Reproduce las líneas de los registros desde la que contiene "[pin] black lantern" hasta el final, ambos extremos incluidos, junto con sus indicaciones. Multiplica por 0,3 cada coordenada de las respuestas y redondea al entero más cercano, con las mitades hacia arriba, sin alterar las indicaciones ni sus ejemplos de formato.

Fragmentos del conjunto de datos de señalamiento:
"""

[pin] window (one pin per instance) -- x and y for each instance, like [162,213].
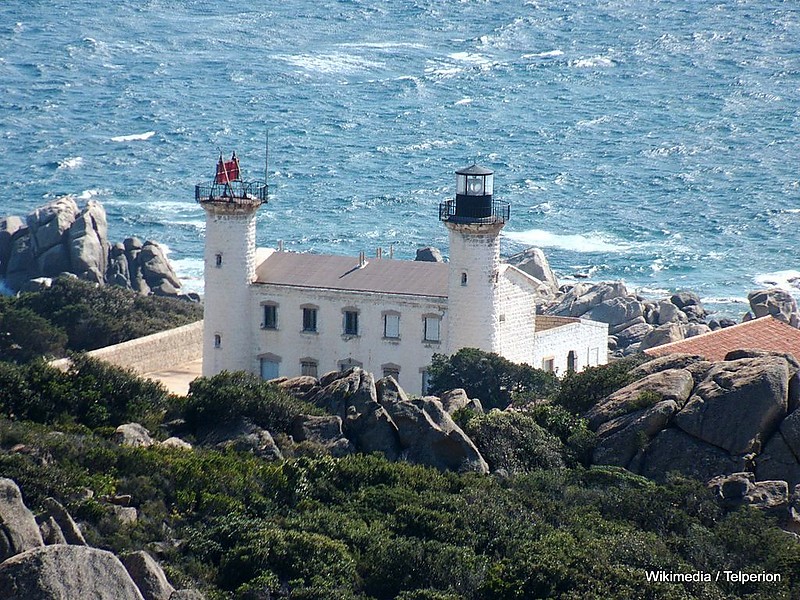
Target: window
[391,325]
[308,367]
[270,316]
[431,326]
[309,318]
[269,367]
[351,322]
[348,363]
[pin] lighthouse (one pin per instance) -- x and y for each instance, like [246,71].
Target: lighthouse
[474,220]
[230,204]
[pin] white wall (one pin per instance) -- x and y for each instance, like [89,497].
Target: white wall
[329,345]
[517,315]
[474,323]
[588,339]
[231,234]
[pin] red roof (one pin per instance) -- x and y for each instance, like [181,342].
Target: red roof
[765,333]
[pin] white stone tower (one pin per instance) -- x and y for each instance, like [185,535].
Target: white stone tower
[474,220]
[230,263]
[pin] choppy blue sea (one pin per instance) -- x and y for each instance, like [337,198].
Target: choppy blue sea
[652,141]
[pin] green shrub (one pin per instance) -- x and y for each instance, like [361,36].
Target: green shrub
[580,391]
[228,396]
[489,377]
[513,441]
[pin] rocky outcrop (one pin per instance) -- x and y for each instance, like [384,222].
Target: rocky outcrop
[147,575]
[134,435]
[59,237]
[243,436]
[326,431]
[533,262]
[18,529]
[429,254]
[738,404]
[776,302]
[66,567]
[427,433]
[59,572]
[372,417]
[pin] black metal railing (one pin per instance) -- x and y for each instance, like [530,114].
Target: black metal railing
[450,211]
[239,192]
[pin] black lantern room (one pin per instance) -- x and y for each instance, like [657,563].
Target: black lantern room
[474,202]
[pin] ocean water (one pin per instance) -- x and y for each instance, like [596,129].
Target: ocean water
[649,141]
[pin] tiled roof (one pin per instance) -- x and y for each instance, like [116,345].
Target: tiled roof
[766,333]
[388,276]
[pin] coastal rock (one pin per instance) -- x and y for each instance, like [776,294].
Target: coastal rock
[8,227]
[618,311]
[353,397]
[454,400]
[118,271]
[60,572]
[88,243]
[675,450]
[18,529]
[672,384]
[326,431]
[738,404]
[620,439]
[69,529]
[147,575]
[49,224]
[778,461]
[429,254]
[663,334]
[134,435]
[776,302]
[51,532]
[533,262]
[427,433]
[157,272]
[243,436]
[669,313]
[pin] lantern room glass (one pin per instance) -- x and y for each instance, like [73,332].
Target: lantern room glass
[474,185]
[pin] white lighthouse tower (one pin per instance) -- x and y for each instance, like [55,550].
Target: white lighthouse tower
[230,263]
[474,220]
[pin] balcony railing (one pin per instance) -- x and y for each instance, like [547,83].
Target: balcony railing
[239,192]
[498,212]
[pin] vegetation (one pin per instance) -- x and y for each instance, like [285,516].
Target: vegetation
[361,527]
[227,397]
[493,379]
[77,315]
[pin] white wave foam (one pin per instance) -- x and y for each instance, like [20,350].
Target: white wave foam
[592,242]
[134,137]
[788,280]
[595,62]
[334,63]
[548,54]
[71,163]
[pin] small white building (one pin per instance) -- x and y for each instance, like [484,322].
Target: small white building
[286,314]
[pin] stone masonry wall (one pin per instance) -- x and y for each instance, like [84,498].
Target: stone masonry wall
[157,352]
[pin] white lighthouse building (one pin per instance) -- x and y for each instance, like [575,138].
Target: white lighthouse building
[281,313]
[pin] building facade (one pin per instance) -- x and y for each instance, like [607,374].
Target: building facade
[286,314]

"""

# Respuesta del ejercicio
[pin] black lantern room (one pin per instance) -- x and y for each instance, like [657,563].
Target: black lantern room
[142,61]
[pin] ocean water (one pin per instance) -- x and y for each instance, like [596,129].
Target: ocean water
[195,42]
[pin] tiled roof (one pin per instance) -- x and y for each instance, like [116,345].
Target: tiled roof
[230,100]
[116,83]
[pin] coastal rock (one pin per instance) -- x and y for each instance, like [776,294].
Target: coastal rock
[2,68]
[185,93]
[106,119]
[136,120]
[35,81]
[18,172]
[26,73]
[203,135]
[5,159]
[202,115]
[98,129]
[221,121]
[186,132]
[21,159]
[44,173]
[15,67]
[233,138]
[129,76]
[199,100]
[40,131]
[233,91]
[15,160]
[160,79]
[128,130]
[47,82]
[73,131]
[201,94]
[pin] lantern room glass (one pin per instance) -- x and y for each instance, like [73,332].
Target: lantern room glass
[142,56]
[pin] white lighthouse tower (one pin per instance) -- x and y for each instance, like [55,550].
Target: white lighthouse tower
[69,79]
[142,66]
[pin] balcony railing (one pin per instance) -- x and y for each instance, like [547,83].
Target: balcony railing
[72,58]
[149,64]
[pin] vegetation (one pin per instance) -- x and y for each instance, like [285,516].
Target: vegetation
[108,158]
[68,119]
[148,114]
[23,95]
[pin] white wave foam (one pin per instance) -- x and y for each instance, like [20,350].
Target: white wave foam
[178,73]
[40,41]
[236,84]
[179,19]
[100,19]
[164,16]
[21,49]
[pin] small white building (one pin per instance) -- x and y for each instance, like [484,322].
Target: small white building
[86,94]
[pin] stone masonry wall (one pin per instance) -- x and y for each instance, like [84,498].
Target: stone masonry wall
[47,106]
[pin] white lighthouse building (one pin per instance) -- x and y for each instance, like [575,138].
Target: white lighthouse building
[84,94]
[pin] building facade (one pin per instance) -- x and y for each instance, like [607,374].
Target: building facade
[86,94]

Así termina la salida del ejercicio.